→ **Exercise instructions**
Write out only the final part of the records below. It begins with the line that contains "Teacher note: have the class pick out the pale" and ends with the last line.

→ **Dataset content**
----

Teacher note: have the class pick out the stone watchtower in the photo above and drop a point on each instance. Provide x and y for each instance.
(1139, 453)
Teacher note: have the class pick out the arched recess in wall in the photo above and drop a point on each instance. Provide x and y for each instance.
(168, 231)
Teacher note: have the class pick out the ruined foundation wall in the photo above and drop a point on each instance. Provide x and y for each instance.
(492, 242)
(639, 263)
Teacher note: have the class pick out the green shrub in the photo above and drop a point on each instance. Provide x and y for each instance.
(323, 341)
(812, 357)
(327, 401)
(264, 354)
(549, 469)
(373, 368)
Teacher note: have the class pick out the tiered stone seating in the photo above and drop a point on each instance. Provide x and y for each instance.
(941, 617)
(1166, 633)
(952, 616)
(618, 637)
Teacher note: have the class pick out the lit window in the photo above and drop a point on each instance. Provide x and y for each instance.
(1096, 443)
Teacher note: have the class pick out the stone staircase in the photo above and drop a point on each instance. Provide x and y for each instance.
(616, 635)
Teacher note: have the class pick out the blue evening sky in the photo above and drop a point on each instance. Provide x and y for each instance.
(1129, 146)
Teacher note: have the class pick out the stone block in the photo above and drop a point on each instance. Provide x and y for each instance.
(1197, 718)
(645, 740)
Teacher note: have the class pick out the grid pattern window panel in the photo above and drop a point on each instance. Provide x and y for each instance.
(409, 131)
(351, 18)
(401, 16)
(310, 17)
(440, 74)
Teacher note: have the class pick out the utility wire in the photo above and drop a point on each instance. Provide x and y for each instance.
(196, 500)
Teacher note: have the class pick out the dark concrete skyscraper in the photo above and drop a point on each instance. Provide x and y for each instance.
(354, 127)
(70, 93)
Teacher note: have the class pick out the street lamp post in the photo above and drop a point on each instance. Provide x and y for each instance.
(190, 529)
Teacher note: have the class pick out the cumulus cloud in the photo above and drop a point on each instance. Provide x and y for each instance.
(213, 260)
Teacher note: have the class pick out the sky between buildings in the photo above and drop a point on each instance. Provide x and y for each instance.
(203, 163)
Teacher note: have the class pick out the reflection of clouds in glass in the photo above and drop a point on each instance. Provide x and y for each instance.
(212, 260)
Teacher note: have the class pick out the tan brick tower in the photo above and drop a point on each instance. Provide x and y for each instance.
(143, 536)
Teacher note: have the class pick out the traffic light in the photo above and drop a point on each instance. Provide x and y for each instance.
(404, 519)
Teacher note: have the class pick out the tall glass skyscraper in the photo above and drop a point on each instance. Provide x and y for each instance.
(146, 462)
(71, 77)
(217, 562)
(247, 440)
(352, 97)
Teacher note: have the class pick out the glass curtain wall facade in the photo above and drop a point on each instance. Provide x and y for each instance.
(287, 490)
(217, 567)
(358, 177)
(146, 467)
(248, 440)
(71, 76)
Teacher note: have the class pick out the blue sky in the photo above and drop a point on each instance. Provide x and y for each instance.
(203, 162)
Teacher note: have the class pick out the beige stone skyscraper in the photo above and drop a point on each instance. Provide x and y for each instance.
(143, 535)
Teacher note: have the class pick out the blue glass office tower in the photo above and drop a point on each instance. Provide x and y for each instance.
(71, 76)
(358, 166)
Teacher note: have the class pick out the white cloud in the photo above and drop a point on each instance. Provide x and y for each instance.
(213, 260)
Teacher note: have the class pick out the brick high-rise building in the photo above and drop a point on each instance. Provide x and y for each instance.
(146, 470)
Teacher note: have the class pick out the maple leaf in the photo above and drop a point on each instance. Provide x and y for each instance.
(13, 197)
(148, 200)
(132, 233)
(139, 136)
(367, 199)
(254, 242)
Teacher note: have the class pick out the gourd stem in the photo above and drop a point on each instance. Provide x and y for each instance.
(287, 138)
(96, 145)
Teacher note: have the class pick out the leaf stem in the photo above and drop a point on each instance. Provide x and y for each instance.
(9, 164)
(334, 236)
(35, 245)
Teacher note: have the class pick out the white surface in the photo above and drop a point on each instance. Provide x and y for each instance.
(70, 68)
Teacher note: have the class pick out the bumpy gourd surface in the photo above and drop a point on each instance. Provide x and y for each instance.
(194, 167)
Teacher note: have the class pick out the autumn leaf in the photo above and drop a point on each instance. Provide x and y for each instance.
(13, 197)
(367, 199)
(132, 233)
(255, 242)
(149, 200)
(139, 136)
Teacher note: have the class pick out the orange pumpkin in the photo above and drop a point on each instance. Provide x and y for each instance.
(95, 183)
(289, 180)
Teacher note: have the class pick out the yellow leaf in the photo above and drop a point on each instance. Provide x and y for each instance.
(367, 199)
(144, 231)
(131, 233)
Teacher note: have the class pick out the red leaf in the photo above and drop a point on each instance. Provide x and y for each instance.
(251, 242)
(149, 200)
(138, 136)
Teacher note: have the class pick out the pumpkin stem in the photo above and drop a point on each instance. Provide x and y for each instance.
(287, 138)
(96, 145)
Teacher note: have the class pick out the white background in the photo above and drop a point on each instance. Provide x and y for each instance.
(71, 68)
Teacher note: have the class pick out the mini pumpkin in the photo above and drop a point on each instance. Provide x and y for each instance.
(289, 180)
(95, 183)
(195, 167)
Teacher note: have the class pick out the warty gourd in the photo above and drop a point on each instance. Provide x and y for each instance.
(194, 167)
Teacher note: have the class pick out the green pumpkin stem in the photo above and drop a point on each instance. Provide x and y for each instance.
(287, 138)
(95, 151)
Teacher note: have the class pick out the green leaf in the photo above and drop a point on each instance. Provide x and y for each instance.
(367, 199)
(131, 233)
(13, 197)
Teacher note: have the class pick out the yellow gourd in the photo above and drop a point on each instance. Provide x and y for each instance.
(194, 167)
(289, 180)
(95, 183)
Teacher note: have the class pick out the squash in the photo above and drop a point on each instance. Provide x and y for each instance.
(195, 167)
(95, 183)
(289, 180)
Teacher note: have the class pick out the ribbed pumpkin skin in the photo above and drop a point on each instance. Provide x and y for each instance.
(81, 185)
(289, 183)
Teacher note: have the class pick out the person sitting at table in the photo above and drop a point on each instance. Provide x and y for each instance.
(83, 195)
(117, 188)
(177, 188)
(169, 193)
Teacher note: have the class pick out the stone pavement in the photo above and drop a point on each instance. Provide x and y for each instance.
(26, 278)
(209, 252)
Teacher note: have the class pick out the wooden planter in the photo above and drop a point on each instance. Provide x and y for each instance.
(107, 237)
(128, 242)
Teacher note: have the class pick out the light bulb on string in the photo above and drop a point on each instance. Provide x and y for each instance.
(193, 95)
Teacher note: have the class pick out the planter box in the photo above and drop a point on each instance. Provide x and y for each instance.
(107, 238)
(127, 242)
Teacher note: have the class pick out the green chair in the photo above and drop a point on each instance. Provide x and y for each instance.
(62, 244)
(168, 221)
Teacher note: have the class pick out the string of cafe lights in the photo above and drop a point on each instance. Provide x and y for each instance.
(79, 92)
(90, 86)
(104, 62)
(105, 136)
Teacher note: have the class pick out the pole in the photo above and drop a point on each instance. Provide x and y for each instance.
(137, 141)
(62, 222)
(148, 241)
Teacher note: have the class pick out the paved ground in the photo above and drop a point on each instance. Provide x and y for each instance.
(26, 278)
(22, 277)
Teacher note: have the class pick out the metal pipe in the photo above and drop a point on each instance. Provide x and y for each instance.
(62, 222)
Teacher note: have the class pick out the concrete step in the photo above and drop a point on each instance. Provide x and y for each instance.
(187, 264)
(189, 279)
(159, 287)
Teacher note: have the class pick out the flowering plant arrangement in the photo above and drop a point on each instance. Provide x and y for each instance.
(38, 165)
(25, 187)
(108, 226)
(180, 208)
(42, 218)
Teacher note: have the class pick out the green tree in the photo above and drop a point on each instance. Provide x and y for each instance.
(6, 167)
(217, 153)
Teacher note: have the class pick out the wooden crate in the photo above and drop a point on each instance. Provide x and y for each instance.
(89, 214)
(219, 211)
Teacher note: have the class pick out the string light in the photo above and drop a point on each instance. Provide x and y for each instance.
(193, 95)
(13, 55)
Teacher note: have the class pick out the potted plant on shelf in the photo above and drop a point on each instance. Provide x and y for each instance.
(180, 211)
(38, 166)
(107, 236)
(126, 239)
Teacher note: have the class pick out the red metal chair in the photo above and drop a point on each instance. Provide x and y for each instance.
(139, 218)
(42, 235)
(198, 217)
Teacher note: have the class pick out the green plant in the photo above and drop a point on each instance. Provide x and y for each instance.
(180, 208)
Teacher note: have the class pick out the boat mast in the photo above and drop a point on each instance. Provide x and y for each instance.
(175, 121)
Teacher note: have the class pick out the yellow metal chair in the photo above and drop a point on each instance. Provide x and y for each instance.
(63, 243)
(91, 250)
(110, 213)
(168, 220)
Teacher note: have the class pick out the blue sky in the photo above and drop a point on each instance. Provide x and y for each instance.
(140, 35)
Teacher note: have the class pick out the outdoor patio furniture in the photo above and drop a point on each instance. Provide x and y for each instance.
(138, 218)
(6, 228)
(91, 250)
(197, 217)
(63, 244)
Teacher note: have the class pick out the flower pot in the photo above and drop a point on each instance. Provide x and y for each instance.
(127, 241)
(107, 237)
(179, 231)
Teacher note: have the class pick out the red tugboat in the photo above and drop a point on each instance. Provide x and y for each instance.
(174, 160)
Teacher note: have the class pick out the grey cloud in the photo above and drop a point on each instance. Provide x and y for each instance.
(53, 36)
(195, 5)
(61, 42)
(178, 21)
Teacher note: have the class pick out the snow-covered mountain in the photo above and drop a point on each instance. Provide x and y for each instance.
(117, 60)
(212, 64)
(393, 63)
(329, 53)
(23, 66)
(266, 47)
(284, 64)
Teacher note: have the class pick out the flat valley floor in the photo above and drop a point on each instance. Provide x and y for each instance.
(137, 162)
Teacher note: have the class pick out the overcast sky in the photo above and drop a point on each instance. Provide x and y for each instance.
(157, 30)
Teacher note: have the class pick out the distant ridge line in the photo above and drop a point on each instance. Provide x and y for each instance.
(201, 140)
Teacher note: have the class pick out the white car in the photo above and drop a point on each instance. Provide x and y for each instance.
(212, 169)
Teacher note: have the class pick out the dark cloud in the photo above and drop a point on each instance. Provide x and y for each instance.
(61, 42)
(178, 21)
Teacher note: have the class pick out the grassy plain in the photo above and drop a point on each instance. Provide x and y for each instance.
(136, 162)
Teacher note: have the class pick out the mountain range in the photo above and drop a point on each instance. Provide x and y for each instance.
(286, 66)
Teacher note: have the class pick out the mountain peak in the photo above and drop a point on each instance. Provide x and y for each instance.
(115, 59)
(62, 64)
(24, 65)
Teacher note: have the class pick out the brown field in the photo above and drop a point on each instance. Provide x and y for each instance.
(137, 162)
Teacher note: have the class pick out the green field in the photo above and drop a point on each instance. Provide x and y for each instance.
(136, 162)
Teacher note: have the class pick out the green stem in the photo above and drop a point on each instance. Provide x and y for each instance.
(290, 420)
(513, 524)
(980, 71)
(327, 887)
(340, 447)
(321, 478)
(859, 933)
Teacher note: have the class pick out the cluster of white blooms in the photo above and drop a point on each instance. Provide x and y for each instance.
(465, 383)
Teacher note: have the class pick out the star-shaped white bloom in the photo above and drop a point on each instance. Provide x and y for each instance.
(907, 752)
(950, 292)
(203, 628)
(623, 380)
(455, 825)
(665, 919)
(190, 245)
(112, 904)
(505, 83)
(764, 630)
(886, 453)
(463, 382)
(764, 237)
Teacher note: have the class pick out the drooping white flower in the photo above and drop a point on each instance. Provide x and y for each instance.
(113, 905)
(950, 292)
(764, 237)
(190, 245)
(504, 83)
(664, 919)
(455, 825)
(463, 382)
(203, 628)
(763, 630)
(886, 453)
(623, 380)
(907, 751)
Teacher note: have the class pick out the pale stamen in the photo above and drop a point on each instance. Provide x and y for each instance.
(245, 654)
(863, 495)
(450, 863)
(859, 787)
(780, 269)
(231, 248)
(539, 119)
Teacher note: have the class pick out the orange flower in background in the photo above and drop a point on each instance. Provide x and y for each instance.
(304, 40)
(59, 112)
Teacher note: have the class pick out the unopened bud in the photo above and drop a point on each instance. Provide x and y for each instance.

----

→ **Response to the task**
Teacher note: have the class pick out the pale stamen in the photo above and drop a point on each instance. Provide x and y for each instance.
(245, 654)
(863, 495)
(450, 863)
(859, 787)
(780, 269)
(231, 248)
(539, 119)
Teacher note: have the class pick out the orange flower in background in the photo above and drop a point on each instance. Provide x and y for each instance.
(304, 40)
(59, 112)
Teacher note: have the class pick out the unopened bud in the photo above and drop a point on each instance. Provide x and y for each instance.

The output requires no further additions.